(EXERCISE MATERIALS)
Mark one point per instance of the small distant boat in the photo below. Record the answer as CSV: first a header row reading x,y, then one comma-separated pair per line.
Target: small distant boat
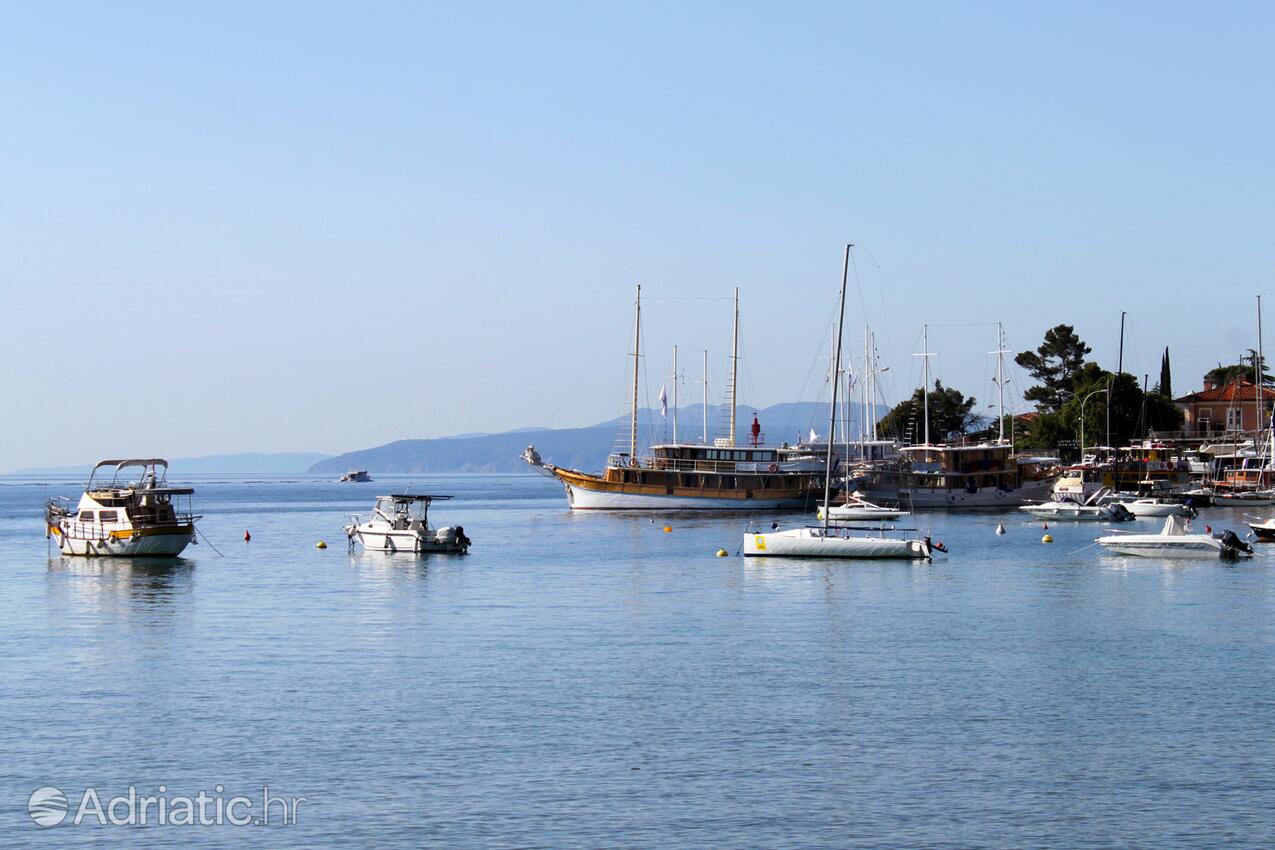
x,y
1245,498
402,524
1092,510
859,509
1177,540
123,518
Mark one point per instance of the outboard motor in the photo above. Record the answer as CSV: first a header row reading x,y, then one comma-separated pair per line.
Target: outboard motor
x,y
1121,514
1232,547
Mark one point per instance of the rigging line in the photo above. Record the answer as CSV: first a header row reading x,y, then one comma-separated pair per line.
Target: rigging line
x,y
208,542
587,371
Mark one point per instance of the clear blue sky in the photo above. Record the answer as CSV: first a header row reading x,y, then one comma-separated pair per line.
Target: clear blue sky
x,y
323,227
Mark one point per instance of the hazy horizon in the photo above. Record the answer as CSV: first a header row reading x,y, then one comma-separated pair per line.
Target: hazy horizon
x,y
318,228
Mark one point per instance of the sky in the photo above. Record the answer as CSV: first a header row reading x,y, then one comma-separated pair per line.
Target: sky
x,y
323,227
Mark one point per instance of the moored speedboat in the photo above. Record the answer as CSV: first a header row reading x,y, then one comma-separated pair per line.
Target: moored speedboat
x,y
1177,540
123,518
402,524
1093,510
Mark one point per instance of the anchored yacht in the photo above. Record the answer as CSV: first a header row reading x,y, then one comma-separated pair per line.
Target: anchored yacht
x,y
123,518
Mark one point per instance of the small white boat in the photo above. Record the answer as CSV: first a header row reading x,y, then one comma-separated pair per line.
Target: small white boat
x,y
859,509
1245,498
123,518
402,524
1150,506
1177,540
1095,509
837,542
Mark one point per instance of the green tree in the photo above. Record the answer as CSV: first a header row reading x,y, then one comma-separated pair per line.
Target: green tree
x,y
950,413
1055,365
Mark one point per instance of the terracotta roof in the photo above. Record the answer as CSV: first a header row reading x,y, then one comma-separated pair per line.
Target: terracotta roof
x,y
1233,391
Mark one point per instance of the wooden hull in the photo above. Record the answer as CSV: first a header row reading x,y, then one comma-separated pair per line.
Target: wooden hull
x,y
662,491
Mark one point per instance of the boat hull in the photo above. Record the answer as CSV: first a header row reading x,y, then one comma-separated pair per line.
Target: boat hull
x,y
1134,546
408,542
983,497
140,543
811,543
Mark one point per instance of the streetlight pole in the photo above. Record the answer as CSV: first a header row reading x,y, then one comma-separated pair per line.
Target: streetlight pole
x,y
1083,421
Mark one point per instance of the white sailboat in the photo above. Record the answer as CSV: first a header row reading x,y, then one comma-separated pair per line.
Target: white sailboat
x,y
829,540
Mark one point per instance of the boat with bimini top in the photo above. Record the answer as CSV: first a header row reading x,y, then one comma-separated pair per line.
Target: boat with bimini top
x,y
124,518
400,523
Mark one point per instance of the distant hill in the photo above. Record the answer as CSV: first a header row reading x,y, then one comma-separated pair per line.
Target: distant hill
x,y
251,461
575,447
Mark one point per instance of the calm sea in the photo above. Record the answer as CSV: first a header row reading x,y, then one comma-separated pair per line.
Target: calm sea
x,y
590,681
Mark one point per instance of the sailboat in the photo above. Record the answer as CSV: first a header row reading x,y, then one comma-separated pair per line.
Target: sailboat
x,y
722,474
829,540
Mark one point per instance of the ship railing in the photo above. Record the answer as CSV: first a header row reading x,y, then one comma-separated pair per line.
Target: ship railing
x,y
722,467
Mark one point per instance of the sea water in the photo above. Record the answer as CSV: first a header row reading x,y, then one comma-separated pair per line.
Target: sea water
x,y
593,681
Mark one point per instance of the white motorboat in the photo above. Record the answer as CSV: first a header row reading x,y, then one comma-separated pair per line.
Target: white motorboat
x,y
1177,540
1245,498
837,540
1150,506
402,524
1092,510
124,518
861,509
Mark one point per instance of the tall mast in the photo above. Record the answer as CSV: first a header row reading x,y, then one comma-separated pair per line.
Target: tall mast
x,y
925,380
675,394
1260,368
633,419
705,396
831,416
735,361
1000,380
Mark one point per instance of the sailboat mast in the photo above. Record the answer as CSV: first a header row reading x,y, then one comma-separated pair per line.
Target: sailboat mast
x,y
735,361
1260,368
633,419
1000,380
925,382
675,394
831,416
705,396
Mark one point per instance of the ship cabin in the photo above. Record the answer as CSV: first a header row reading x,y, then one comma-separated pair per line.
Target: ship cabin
x,y
718,467
964,467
(End EXERCISE MATERIALS)
• [WHAT NEEDS TO BE DONE]
What is needed is a verbatim copy of every line in the records above from the one containing "Target: outboard motor" down to the one containing "Mark one point per instance of the terracotta", both included, and nothing more.

• [THE ANSWER]
Target: outboard motor
x,y
1121,514
1232,547
Mark one point per instance of the rigging line in the photo above. Record the answer as CSV: first a header row reading x,y, then one comma-separated pair per line.
Target: rigging line
x,y
208,542
587,371
Mark one point per instance of the clear blue sky in the photo above. Record the answer as CSV: first a header row reading x,y, then one comma-separated pair per line.
Target: clear blue sky
x,y
323,227
Mark one point per instance of the hazy horizon in the photo above. Record the answer as CSV: first a header row reading x,y, then one comma-separated pair per line.
Target: hazy horizon
x,y
318,228
Mark one point per instance of the sky in the photo above. Record the answer as CSV: first a header row reading x,y, then one comma-separated pair per line.
Target: sky
x,y
323,227
Mark one point per instance of the moored speedboat in the photo above. Record the answer as CSV: first a header row reading x,y, then one comma-separated pair per line.
Target: moored speedboat
x,y
1177,540
123,518
402,524
1093,510
Mark one point per instance of the anchored yacht in the photo above. Record the answer as CSV: first a header row reading x,y, then one comma-separated pair per line.
Target: anchored yacht
x,y
123,518
Mark one point per instance of the small white boat in the photo above. Record the answer as CSV: first a header row reading x,y, then one comma-separated pair per line.
Target: small white boat
x,y
859,509
1245,498
123,518
402,524
1150,506
1177,540
1095,509
837,542
Mark one point per instance of the green tree in the photo above. Record the answer as CSV: first a header row reading x,y, then one comma-separated pair per line.
Target: green tree
x,y
950,413
1055,365
Mark one point per instance of the terracotta roof in the photo above. Record the answer as CSV: first a header row reading x,y, then one comma-separated pair per line.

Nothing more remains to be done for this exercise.